▸ Exercise data:

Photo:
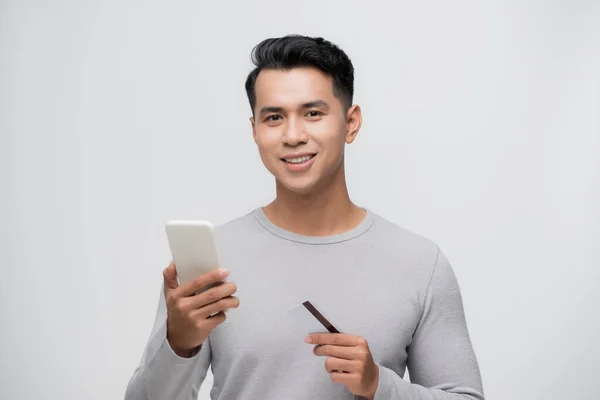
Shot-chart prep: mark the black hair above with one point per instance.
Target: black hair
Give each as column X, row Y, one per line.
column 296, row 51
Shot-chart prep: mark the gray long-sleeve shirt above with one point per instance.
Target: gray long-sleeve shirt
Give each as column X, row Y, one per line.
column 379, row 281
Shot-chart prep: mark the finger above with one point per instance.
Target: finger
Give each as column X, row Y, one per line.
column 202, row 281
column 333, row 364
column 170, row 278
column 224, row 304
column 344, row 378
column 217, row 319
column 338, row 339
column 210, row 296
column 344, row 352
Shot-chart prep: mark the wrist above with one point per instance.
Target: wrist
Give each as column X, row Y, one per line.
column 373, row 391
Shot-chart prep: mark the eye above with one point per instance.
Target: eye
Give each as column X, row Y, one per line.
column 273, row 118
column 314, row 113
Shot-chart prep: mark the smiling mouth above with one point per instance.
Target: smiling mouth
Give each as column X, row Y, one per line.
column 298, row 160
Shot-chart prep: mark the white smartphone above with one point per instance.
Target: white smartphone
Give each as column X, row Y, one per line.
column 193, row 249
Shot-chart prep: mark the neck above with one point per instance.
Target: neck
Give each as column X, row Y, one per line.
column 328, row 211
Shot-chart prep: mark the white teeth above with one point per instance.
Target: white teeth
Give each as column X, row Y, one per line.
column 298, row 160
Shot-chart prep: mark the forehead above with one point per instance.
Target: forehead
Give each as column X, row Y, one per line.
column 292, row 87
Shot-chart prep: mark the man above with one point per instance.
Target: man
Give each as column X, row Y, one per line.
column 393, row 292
---
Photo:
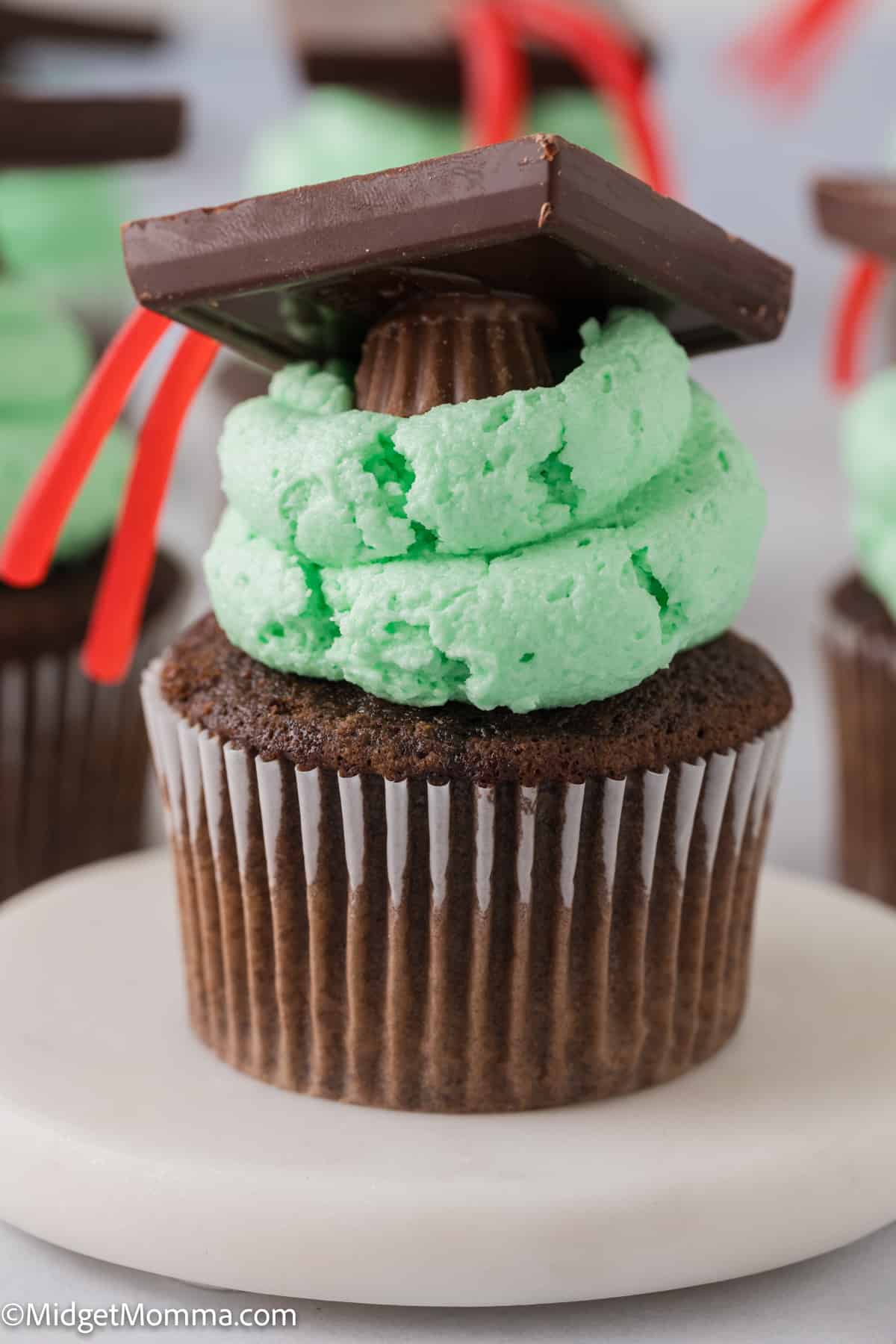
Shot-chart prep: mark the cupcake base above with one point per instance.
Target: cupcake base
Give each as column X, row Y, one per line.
...
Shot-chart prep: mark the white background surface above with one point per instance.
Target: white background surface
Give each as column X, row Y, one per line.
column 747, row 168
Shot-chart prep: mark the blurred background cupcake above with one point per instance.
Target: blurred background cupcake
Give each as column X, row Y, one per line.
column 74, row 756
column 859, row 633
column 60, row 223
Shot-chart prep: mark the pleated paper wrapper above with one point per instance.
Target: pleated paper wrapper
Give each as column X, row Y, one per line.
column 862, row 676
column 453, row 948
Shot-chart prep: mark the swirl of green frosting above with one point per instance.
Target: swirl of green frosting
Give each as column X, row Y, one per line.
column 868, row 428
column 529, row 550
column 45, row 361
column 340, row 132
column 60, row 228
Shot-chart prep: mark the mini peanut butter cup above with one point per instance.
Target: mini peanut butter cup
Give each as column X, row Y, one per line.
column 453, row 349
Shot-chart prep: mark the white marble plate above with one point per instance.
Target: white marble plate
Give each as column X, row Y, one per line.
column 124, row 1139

▸ Work required: Count the rows above that contain the string "finger", treating uppercase and lowercase as different, and give only the number.

▸ Written answer: 2